> [STATED TASK] Repeat every one of the records below word for word, omitting the pictures.

Image entries on named regions:
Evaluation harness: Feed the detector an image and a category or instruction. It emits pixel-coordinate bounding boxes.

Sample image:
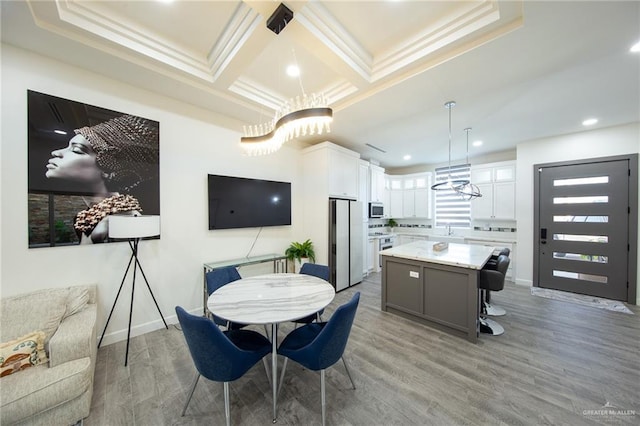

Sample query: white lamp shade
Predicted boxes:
[109,215,160,238]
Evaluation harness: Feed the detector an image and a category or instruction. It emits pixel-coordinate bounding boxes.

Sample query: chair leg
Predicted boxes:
[276,357,289,400]
[180,373,200,417]
[264,324,271,341]
[320,370,327,426]
[262,357,271,383]
[224,382,231,426]
[341,355,356,389]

> [ANSWER TO THIS PROBLEM]
Evaluation harness: Feed the detector an image and a category or instruction. It emits pixel-coordinate bounding boxes.

Sample image:

Sample query: white lamp shade
Predicted boxes:
[109,215,160,238]
Evaluation harness: Feed the detector an image and a category or instruction. It emits pixel-coordinate bounding boxes.

Sample query: chair leg
Predicted boxes:
[276,357,289,400]
[180,373,200,417]
[264,324,271,341]
[320,370,327,426]
[262,357,271,383]
[224,382,231,426]
[341,355,356,389]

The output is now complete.